Lines before the one containing "background shown above." are to be left out; that line and every line after it, through the last line below, are to be reproduced exactly.

Region pointing data
☆ ☆ ☆ ☆ ☆ ☆ ☆
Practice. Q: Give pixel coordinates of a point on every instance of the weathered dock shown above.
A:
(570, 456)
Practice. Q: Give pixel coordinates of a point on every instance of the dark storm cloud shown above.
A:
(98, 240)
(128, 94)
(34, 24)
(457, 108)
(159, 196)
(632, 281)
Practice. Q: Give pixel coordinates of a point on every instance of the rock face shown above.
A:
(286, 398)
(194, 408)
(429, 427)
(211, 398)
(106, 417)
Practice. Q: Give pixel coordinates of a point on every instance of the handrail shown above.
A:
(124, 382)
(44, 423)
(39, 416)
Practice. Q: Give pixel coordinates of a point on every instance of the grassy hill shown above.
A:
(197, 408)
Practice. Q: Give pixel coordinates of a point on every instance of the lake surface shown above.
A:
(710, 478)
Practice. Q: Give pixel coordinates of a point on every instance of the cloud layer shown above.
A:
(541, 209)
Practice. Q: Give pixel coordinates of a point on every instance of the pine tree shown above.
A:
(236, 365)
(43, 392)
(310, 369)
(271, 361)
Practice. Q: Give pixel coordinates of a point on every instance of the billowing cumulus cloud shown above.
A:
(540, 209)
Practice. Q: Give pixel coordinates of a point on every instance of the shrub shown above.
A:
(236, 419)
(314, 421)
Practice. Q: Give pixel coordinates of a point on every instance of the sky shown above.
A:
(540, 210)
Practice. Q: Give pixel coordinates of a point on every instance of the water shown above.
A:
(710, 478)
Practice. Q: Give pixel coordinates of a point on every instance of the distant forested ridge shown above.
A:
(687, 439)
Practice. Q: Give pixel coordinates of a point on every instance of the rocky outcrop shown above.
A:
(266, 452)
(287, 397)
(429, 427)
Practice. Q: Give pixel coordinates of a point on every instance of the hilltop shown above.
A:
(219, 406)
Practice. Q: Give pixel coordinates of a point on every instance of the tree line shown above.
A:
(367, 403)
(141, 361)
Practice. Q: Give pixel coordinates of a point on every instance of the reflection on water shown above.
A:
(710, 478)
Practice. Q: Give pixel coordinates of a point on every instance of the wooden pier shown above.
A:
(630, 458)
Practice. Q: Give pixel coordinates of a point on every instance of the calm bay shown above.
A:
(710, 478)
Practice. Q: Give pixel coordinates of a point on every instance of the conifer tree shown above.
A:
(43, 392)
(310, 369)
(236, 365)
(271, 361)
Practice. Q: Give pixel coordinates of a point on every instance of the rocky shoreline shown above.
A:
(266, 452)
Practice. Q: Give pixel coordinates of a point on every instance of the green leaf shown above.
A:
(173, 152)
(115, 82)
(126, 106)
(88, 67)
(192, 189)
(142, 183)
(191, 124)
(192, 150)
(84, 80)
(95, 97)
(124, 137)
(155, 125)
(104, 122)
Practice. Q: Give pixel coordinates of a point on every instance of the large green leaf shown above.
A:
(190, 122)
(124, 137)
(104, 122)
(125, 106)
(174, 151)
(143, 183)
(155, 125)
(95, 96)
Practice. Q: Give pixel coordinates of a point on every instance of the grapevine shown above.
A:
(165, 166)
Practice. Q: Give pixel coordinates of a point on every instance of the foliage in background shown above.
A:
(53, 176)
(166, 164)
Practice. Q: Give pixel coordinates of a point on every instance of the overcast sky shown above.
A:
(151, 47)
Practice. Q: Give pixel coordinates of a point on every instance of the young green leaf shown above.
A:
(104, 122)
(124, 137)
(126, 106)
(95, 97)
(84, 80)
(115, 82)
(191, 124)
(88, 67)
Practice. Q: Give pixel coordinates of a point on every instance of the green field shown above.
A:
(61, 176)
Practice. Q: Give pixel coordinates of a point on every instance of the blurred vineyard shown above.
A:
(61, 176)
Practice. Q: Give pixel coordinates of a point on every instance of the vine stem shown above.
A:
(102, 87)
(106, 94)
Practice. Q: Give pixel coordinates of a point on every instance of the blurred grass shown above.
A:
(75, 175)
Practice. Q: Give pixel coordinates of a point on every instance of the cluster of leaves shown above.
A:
☆ ☆ ☆ ☆ ☆ ☆ ☆
TASK RESPONSE -
Practice. Q: Give pixel coordinates of a point on every instance of the foliage in background shown above.
A:
(53, 176)
(166, 164)
Practice. Q: Give pixel coordinates of a point on every instance of the overcast sky shown above.
A:
(151, 47)
Practice. Q: Give pixel coordinates of a point on every instance of the young green leaf shown above.
A:
(104, 122)
(124, 137)
(126, 106)
(95, 97)
(84, 80)
(115, 82)
(191, 124)
(88, 67)
Practice. Q: Give pixel coordinates of a point on every instance of the green field shown above.
A:
(61, 176)
Practice. Q: Give pixel coordinates of a point on every instance of the blurred vineyard shown above.
A:
(61, 176)
Practice. Q: Give pixel coordinates of a point on every instance of the vine stem shown above.
A:
(102, 87)
(106, 94)
Practice. Q: Give pixel coordinates of a point on every instance of the blurred grass shown above.
A:
(75, 175)
Practice. Q: Give pixel coordinates of a point on every instance of the cluster of leaves shown above.
A:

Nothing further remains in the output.